+++ Quoted text

The atrocities Syeda recounts are not unusual, nor are they unknown to us. Several have been in the public eye during the late 1990s. For instance, Ila Pandey's case against her husband Rajneesh Pandey, who was repeatedly raping their 10-year-old daughter in Karvi, Uttar Pradesh. Or the story of Lalita Oraon, raped by Amrit Lugan, India's First Secretary, Economic Affairs, Paris, while she worked in his house as a maid and nanny.

Syeda provides information from her role as investigator in these cases: she took down testimonies of hundreds of people, and wrote detailed reports. Her Karvi report clearly indicated the culpability of Rajneesh as well as the virulent campaign launched by his supporters against local women's groups who took up the case. Entitled `Case of Child Sexual Abuse and Targeting of Women's Rights Groups', the report received media coverage and "momentarily shook the establishment". Years later, however, Rajneesh remarried, while the case filed by Ila drags on.

Similarly, Syeda wrote an NCW report entitled `The Alleged Exploitation and Abuse of Lalita Oraon in Paris, France' and sent it to all relevant government departments authorised to present an Action Taken Report on the issue. But the report was stillborn. Says Syeda, in the book: "I was anxious to begin taking action, but the matter never saw the light of day. No matter how I tried, I could not get the report released. It disappeared mysteriously from the scene, fell between the cracks of procedure and protocol.... Lalita Oraon vanished into thin air. Years passed without a word about Lalita."

One NCW report, `Come In, but One by One: Sexual Harassment at Delhi Public School' - connected with the alleged harassment of women by the DPS NOIDA principal Varma, was released at a crowded press conference in New Delhi. It got media attention, but soon vanished from the public sphere. The school protected its principal, despite concrete evidence of sexual harassment of at least three women teachers (whose services he had terminated as soon as they refused to comply with his wishes). Varma served his full term and, after superannuating, was given an extension for another three years. Syeda notes bitterly, "My report probably still lies (in NCW), carefully preserved in files which no one ever opens, or it may have been shredded with all other five-year-old documents...."

++++++
+++ Record extracts

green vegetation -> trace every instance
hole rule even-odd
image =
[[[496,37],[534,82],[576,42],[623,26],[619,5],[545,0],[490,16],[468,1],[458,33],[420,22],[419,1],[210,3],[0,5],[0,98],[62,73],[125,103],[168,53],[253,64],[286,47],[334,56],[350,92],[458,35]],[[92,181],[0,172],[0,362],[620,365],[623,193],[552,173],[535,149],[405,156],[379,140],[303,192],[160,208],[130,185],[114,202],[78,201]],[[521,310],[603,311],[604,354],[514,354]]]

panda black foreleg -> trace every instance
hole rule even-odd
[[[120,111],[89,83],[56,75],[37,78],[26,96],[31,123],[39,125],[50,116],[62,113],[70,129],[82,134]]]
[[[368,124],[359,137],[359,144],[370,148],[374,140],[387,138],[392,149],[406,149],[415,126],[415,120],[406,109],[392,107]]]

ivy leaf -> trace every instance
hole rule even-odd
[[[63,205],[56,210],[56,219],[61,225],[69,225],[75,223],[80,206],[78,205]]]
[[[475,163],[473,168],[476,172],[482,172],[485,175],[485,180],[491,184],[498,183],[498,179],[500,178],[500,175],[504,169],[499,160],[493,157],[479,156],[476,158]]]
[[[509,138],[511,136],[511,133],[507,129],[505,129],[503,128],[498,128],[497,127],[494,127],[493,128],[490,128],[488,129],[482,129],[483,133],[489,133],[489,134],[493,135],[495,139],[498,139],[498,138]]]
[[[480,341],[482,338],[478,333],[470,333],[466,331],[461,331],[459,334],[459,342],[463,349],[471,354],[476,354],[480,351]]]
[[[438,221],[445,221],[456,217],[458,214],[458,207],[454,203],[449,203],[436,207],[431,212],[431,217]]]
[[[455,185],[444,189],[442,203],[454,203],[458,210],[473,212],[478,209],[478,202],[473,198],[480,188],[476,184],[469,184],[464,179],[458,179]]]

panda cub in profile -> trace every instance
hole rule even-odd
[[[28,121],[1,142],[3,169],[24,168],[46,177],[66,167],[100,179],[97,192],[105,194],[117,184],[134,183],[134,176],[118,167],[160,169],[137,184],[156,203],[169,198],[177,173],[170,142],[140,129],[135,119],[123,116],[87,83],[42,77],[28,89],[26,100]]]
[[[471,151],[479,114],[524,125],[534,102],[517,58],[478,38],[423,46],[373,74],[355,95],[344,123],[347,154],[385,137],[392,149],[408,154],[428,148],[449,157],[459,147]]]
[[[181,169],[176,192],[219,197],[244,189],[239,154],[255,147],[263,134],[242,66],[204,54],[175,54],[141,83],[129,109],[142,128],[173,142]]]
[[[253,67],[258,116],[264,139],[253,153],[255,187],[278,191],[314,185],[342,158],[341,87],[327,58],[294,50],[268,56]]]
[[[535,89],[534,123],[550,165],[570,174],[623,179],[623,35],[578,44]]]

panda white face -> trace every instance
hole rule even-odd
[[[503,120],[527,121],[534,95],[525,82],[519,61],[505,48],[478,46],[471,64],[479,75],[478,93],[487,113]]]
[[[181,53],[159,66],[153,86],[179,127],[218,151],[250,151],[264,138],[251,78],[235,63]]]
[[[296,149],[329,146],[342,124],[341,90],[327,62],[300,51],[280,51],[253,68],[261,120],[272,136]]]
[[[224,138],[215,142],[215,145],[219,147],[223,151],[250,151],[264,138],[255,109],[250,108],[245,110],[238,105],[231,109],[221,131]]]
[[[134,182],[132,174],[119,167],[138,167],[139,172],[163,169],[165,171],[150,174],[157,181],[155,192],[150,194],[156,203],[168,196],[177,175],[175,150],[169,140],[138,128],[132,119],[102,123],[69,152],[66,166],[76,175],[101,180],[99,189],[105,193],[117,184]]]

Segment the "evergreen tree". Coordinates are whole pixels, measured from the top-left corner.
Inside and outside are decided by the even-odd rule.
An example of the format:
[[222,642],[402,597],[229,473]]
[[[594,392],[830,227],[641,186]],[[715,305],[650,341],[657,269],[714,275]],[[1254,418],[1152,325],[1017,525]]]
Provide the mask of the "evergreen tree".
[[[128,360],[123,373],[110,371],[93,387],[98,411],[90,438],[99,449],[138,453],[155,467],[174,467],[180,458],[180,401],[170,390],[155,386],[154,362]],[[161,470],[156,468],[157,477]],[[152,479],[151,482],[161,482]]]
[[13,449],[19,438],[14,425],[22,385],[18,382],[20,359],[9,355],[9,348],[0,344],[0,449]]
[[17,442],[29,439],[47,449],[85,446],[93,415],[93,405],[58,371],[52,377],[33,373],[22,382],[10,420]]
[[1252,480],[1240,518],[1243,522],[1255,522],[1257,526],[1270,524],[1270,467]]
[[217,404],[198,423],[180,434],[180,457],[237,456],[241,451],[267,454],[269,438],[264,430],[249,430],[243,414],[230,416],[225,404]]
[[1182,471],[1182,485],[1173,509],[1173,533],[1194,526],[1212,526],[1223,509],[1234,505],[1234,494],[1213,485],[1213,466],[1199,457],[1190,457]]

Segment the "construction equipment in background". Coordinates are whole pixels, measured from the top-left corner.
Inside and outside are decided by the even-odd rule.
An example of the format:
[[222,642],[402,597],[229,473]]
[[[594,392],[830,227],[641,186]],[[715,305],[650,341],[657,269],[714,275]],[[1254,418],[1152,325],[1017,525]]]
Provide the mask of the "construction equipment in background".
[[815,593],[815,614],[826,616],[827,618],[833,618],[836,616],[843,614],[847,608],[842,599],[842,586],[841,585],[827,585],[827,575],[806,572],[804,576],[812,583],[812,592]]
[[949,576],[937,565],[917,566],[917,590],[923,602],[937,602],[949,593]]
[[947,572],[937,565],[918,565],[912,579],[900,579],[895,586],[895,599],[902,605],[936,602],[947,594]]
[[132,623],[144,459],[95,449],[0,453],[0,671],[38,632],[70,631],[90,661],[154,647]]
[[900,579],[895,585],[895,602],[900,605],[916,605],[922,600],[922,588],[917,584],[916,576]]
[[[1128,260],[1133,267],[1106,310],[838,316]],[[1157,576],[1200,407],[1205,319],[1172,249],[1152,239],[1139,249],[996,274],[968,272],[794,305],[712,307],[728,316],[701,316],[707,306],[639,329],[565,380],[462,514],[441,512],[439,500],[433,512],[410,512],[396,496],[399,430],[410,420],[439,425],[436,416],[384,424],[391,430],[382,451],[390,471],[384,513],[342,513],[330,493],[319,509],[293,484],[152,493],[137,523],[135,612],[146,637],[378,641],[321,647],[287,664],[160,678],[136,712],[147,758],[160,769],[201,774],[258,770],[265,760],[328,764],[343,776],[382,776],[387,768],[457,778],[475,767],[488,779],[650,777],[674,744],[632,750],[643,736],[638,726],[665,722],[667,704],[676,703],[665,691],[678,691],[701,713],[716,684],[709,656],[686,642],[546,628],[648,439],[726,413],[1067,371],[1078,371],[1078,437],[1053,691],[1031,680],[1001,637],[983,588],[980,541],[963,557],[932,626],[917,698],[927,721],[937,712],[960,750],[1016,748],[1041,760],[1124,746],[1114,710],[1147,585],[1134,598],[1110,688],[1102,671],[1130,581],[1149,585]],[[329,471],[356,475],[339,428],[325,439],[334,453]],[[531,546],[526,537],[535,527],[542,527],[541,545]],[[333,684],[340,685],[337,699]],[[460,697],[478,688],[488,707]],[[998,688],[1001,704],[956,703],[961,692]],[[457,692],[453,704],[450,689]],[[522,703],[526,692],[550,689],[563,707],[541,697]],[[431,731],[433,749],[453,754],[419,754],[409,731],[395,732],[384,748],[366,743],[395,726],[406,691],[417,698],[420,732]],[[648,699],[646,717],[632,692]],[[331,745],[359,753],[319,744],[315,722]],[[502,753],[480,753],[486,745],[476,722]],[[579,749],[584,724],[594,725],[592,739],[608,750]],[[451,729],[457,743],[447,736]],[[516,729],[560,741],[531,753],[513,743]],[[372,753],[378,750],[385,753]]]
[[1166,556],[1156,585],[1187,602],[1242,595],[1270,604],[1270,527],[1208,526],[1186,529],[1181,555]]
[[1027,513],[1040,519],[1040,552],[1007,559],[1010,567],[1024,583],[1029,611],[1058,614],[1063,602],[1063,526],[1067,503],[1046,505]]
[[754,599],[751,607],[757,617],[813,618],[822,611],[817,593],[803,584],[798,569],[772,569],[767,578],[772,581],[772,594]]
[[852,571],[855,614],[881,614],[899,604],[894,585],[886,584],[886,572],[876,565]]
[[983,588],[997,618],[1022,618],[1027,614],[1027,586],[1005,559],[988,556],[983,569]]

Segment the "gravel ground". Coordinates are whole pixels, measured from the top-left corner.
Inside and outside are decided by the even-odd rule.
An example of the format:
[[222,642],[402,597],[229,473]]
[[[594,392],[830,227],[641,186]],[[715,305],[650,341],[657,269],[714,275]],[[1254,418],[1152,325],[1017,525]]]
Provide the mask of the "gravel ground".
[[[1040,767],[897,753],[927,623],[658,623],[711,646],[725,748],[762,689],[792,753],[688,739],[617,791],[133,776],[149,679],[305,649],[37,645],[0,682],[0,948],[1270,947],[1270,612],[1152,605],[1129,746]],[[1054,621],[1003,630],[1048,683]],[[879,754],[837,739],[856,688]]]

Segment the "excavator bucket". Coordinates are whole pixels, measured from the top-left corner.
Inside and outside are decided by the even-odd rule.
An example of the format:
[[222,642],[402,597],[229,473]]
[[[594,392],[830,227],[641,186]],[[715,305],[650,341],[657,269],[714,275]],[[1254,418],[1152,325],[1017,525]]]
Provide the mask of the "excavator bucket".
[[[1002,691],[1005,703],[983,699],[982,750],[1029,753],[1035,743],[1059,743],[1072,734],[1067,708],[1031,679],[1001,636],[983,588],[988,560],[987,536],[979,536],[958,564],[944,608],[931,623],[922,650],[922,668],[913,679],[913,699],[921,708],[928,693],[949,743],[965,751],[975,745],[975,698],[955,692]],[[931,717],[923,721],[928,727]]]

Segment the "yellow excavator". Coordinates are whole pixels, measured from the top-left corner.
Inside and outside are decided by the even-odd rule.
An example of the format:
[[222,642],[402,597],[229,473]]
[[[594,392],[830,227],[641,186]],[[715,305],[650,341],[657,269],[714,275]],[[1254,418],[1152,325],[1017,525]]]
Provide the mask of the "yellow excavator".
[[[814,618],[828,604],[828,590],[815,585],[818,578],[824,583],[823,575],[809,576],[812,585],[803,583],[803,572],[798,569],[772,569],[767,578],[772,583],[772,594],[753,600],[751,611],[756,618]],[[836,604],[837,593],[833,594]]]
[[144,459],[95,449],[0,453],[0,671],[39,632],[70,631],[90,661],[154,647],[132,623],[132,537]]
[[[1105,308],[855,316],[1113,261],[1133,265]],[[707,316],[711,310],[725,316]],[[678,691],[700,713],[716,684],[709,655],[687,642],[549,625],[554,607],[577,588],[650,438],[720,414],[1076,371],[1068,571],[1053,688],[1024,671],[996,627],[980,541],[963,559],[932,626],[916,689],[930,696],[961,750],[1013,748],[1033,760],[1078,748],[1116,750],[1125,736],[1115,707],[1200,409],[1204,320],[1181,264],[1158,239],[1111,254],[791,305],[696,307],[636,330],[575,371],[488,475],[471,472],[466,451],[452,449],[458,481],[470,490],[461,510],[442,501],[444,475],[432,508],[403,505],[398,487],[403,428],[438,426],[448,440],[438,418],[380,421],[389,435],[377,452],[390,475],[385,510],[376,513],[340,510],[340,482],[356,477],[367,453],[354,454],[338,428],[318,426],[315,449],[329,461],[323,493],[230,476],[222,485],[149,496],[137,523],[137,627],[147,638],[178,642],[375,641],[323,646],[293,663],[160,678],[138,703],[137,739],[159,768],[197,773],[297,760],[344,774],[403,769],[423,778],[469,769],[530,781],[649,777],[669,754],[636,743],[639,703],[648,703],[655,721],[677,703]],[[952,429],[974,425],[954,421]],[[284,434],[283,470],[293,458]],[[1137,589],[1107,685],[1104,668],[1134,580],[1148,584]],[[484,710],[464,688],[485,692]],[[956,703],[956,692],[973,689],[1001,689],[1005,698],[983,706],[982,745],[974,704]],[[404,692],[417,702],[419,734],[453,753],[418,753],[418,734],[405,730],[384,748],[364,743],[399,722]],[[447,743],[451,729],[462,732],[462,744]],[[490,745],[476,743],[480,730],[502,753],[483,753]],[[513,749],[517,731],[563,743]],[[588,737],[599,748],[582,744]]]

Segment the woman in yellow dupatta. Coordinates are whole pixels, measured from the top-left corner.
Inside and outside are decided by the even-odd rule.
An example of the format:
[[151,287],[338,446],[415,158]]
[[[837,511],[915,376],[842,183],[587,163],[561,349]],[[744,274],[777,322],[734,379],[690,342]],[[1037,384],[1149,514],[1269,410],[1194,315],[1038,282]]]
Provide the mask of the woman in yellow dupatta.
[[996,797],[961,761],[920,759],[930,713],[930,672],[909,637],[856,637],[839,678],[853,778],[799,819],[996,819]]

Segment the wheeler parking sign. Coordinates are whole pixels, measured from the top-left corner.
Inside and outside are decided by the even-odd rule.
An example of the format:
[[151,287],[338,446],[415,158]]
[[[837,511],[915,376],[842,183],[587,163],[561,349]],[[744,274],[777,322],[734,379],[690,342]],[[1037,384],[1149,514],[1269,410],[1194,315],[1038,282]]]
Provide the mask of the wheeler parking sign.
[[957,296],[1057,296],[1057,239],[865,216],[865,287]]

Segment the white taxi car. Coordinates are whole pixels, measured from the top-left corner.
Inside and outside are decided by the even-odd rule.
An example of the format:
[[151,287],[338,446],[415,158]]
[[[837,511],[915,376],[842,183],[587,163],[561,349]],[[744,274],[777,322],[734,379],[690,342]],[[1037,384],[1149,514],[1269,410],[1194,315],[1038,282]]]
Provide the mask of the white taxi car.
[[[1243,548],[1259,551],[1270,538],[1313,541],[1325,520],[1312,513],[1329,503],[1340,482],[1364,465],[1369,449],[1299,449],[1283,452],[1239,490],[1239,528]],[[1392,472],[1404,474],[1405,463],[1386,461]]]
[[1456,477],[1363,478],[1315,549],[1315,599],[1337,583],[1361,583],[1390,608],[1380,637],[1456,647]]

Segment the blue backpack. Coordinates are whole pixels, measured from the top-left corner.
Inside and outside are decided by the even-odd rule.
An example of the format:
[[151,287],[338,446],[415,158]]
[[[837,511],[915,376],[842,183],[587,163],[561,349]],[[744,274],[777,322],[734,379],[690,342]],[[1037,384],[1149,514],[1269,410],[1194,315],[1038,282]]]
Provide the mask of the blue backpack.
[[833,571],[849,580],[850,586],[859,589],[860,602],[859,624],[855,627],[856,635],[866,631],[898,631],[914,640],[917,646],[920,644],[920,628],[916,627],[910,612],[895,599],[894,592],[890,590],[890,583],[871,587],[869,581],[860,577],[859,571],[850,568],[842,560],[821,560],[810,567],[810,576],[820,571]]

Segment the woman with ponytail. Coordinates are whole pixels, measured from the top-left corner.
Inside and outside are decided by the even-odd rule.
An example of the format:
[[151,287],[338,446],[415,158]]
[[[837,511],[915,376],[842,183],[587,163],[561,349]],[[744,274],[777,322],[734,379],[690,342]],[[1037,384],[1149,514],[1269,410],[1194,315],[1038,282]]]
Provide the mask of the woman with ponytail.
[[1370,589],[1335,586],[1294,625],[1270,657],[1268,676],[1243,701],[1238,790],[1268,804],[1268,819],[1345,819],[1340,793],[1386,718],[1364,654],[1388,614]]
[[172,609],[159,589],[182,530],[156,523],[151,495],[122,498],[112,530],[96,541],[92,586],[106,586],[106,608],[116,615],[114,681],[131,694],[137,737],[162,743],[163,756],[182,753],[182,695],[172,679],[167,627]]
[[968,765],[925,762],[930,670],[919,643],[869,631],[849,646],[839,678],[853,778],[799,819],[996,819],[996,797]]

++++++

* **Goal 1**
Repeat, word for word, the stretch of the passage on Syeda's reports from "Syeda provides information" through "Ila drags on.".
* **Goal 2**
According to the passage on Syeda's reports, what post did Amrit Lugan hold?
* **Goal 3**
Do these statements agree with the passage on Syeda's reports? For each, answer yes or no and quote the deciding words.
(a) Varma was removed from his post before his term ended.
(b) The Karvi report received media coverage.
(c) Rajneesh remarried years later.
You don't need the entries for any of this.

* **Correct output 1**
Syeda provides information from her role as investigator in these cases: she took down testimonies of hundreds of people, and wrote detailed reports. Her Karvi report clearly indicated the culpability of Rajneesh as well as the virulent campaign launched by his supporters against local women's groups who took up the case. Entitled `Case of Child Sexual Abuse and Targeting of Women's Rights Groups', the report received media coverage and "momentarily shook the establishment". Years later, however, Rajneesh remarried, while the case filed by Ila drags on.

* **Correct output 2**
India's First Secretary, Economic Affairs, Paris.

* **Correct output 3**
(a) No: "Varma served his full term and, after superannuating, was given an extension for another three years."
(b) Yes: "the report received media coverage"
(c) Yes: "Years later, however, Rajneesh remarried"